Excerpted data:
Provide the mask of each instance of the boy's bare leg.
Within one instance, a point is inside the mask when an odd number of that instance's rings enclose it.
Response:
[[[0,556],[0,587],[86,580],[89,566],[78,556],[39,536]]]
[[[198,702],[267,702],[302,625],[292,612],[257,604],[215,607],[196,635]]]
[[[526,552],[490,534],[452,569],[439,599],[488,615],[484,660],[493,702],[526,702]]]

What the task asks:
Reproduce every line of the records above without changing a single character.

Task output:
Provide the mask of each instance of the boy's bare leg.
Within one instance, a point is inside the mask when an odd number of that instance's rings enclose it.
Response:
[[[0,556],[0,587],[86,580],[89,566],[78,556],[39,536]]]
[[[198,702],[267,702],[302,625],[292,612],[257,604],[215,607],[196,635]]]
[[[526,552],[490,534],[452,569],[439,599],[488,615],[484,660],[493,702],[526,702]]]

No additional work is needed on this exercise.